Recensione:
━━━━
(Pfmentum 2009)
Nuova uscita, per il batterista/compositore Rich West
(altre info, le reperirete, scartabellando nell’archivio
recensioni…).
L’ex Camper Van Beethoven (pare trascorso
un secolo, è forse lo è….), come al solito, delle
mezze misure, e delle mezze stagioni, se ne frega bellamente.
“Mayo
Grout’s…”, allinea astronavi, universi sconosciuti e nuove
forme di energia.
Il tutto, sufficientemente allucinato.
Sette
brani, registrati fra il 1991 e il 2003, ottimamente coesi,
nonostante lo spazio temporale intercorso, fra una performance e
l’altra.
Si prestano a quest’operazione, Emily Hay
(flauto), Bruce Friedman (tromba), David Kendall
(basso, elettronica), Haskel Joseph (chitarra), Ace Farren
Ford (vocals), Tony Atherton (sax alto), Steuart Liebig
(basso), Eric Johnson (bassoon), Walter Zooi (tromba),
Jill Meschke (tastiere), Paul Green (basso), e lo
stesso Rich West alla batteria (ovviamente).
━━━━
Voci da elaborare:
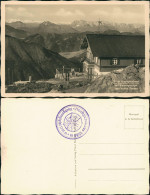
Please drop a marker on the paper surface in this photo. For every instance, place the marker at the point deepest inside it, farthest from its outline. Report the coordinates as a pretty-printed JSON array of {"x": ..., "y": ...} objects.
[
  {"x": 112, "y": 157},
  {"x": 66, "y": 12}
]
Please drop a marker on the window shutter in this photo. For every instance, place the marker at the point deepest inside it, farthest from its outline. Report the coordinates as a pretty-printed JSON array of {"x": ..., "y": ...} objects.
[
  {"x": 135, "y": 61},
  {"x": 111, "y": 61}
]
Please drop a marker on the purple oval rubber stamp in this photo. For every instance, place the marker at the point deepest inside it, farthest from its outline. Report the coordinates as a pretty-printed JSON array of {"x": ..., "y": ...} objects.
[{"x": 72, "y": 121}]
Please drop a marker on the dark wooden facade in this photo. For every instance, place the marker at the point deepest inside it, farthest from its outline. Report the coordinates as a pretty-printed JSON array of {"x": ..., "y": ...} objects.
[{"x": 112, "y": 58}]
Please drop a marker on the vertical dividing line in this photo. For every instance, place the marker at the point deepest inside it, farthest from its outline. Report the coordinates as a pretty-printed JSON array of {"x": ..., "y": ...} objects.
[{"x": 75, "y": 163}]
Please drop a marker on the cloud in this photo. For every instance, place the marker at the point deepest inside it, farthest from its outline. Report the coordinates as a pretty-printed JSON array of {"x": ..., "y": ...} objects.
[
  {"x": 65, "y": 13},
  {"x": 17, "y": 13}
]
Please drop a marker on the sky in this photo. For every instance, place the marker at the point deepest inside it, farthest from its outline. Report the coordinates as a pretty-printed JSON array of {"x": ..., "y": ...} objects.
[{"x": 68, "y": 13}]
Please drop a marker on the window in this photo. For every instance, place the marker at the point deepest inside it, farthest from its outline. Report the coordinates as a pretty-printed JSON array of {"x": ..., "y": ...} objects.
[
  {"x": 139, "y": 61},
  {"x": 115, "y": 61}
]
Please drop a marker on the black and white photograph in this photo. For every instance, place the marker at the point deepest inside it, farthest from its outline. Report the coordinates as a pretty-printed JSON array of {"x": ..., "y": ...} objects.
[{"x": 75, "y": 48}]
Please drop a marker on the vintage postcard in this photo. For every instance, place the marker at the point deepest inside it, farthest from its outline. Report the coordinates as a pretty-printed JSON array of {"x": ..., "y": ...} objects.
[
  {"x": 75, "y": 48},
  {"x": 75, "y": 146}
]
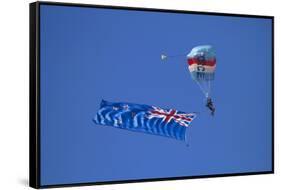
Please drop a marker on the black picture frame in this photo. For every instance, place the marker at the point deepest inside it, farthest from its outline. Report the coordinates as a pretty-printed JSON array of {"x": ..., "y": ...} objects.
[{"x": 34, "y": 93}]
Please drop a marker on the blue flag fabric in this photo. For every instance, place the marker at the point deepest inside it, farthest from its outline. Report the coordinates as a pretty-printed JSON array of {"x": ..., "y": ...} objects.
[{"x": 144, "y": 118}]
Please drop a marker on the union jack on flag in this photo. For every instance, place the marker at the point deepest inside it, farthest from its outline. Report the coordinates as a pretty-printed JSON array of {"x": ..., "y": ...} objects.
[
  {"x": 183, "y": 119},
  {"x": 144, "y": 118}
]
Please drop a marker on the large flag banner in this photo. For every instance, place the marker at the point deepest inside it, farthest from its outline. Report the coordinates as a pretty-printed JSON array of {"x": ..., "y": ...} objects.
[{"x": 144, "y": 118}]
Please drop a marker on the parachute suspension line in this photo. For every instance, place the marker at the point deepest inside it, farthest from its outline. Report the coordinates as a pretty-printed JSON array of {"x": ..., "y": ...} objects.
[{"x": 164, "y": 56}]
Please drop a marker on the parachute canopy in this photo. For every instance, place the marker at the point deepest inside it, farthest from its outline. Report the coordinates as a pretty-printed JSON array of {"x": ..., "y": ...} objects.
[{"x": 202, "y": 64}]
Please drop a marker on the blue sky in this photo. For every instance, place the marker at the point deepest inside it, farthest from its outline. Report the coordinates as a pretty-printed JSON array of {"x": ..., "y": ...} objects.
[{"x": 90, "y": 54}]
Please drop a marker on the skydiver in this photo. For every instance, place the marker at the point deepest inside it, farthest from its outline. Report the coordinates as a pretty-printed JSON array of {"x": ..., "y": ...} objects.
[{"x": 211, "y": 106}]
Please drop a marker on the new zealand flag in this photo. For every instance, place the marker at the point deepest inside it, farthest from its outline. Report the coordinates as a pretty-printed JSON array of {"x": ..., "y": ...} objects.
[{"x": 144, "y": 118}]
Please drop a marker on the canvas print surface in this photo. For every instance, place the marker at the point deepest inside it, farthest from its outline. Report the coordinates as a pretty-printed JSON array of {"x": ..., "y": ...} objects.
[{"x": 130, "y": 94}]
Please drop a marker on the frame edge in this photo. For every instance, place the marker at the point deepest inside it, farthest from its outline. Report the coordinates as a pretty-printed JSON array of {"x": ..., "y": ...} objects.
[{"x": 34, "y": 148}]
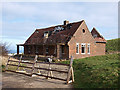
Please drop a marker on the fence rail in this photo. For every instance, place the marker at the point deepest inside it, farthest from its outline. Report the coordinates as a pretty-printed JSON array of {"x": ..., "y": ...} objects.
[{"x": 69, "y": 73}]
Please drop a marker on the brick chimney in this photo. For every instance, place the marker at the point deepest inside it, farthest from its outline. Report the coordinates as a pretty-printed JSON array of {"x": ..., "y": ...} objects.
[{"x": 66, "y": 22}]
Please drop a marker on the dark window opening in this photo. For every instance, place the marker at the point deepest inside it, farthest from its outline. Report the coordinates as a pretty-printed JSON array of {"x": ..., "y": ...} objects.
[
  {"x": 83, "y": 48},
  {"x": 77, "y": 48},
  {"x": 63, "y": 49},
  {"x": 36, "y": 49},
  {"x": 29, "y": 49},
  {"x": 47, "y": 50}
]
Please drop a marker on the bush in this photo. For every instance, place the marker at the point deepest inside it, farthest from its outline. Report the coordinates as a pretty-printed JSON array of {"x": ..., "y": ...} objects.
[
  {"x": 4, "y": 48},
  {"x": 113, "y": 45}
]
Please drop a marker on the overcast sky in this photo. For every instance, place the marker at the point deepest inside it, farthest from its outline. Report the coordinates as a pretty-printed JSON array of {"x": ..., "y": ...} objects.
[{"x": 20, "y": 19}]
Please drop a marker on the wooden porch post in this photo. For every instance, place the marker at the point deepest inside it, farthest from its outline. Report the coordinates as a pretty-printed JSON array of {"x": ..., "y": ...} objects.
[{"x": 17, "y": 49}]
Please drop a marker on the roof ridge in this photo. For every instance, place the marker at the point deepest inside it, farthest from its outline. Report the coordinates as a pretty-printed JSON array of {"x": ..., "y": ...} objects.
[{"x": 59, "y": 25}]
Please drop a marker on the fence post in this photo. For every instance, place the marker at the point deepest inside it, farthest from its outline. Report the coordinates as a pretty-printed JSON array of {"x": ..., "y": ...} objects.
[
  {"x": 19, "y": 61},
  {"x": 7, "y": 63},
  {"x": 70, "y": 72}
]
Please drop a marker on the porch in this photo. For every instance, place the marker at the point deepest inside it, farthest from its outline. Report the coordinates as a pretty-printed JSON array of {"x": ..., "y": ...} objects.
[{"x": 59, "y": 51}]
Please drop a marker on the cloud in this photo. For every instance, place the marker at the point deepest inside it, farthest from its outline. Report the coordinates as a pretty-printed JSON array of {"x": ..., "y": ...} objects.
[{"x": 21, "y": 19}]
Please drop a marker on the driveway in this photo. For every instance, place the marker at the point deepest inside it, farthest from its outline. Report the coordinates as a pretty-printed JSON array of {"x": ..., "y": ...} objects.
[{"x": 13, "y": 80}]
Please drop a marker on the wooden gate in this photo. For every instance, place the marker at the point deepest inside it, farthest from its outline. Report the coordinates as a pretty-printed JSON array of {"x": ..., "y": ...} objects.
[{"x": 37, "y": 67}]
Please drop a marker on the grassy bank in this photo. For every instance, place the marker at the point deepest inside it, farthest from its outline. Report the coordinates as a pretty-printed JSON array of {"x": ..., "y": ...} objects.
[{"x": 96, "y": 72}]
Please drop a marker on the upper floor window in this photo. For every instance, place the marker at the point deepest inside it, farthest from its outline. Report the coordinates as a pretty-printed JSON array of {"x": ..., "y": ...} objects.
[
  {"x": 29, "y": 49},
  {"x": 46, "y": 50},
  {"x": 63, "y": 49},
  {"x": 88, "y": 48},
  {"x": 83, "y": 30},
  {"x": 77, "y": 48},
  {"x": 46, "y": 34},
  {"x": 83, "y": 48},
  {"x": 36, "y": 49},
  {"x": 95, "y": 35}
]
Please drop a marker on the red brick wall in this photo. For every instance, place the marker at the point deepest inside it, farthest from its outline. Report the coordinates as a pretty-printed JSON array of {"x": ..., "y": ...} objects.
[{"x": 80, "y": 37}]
━━━━
Esercizio 1:
Riporta il passo della recensione che comincia con "(Pfmentum 2009)" e prosegue fino a "tutto, sufficientemente allucinato.".
Esercizio 2:
Filtra le voci e trascrivi ogni riga che contiene la stringa "frame".
La recensione e le voci non hanno alcun legame tra loro.

Soluzione scritta 1:
(Pfmentum 2009)
Nuova uscita, per il batterista/compositore Rich West
(altre info, le reperirete, scartabellando nell’archivio
recensioni…).
L’ex Camper Van Beethoven (pare trascorso
un secolo, è forse lo è….), come al solito, delle
mezze misure, e delle mezze stagioni, se ne frega bellamente.
“Mayo
Grout’s…”, allinea astronavi, universi sconosciuti e nuove
forme di energia.
Il tutto, sufficientemente allucinato.

Soluzione scritta 2:
Please drop a marker on the black picture frame in this photo. For every instance, place the marker at the point deepest inside it, farthest from its outline. Report the coordinates as a pretty-printed JSON array of {"x": ..., "y": ...} objects.
Please drop a marker on the frame edge in this photo. For every instance, place the marker at the point deepest inside it, farthest from its outline. Report the coordinates as a pretty-printed JSON array of {"x": ..., "y": ...} objects.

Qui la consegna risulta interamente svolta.